- **Directions for this task**
Count the lines in the material below that contain the word "text", and reply with only that number.

_ _ _ _ _ _ _

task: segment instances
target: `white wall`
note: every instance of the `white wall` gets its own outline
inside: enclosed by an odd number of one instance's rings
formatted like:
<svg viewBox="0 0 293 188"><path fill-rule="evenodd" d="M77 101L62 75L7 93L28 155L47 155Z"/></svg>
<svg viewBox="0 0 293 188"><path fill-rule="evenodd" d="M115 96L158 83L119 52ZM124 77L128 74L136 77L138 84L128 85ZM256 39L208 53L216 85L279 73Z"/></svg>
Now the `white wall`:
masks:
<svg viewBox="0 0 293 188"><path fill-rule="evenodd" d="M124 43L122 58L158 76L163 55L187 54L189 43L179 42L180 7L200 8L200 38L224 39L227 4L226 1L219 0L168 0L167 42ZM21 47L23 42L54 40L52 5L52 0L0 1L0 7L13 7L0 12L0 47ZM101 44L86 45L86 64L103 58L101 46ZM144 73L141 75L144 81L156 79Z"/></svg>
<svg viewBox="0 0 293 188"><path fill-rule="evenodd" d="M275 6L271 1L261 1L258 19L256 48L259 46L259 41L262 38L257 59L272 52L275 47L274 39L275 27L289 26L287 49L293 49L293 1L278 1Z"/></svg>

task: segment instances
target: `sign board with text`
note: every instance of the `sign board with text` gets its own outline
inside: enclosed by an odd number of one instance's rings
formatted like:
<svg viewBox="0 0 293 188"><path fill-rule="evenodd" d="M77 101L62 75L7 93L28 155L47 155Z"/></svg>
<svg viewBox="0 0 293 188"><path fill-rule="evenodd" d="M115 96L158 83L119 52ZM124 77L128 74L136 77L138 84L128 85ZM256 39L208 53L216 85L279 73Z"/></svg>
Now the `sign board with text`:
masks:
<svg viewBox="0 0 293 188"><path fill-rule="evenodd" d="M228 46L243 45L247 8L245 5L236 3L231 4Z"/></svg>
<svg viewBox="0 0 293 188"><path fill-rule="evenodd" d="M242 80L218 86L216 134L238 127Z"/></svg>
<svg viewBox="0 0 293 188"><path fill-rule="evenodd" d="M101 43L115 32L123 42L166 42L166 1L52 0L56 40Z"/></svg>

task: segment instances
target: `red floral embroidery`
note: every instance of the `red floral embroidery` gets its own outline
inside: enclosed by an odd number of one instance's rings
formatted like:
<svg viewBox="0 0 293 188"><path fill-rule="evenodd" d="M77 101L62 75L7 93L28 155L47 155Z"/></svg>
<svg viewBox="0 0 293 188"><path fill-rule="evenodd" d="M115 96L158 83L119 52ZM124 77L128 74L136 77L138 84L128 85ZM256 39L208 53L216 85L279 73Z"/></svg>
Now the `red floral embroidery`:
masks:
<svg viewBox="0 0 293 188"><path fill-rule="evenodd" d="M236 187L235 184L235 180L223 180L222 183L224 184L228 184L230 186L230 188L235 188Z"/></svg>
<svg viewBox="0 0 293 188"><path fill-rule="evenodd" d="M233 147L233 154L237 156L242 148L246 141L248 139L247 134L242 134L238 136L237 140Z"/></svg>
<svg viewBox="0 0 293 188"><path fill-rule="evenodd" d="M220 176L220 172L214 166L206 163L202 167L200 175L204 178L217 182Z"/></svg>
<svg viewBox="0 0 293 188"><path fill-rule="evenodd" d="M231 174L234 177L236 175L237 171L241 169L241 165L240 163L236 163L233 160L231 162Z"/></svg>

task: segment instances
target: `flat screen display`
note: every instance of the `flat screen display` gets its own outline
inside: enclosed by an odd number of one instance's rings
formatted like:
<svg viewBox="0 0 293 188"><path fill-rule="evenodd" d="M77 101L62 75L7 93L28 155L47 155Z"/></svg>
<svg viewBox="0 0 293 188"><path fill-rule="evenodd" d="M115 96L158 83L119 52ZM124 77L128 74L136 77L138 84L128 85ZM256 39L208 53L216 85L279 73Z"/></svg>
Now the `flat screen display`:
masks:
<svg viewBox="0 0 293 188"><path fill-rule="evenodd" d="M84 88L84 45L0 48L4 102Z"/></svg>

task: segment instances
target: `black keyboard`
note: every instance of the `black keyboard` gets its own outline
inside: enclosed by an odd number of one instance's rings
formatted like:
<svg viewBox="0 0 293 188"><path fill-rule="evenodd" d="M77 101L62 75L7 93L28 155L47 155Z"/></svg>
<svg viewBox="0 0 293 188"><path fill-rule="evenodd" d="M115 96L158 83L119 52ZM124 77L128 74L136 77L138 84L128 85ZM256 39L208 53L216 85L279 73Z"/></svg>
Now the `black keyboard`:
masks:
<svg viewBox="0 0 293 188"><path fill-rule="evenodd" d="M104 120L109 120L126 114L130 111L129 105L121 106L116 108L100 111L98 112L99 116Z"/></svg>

_ _ _ _ _ _ _

- **Solution to this problem**
3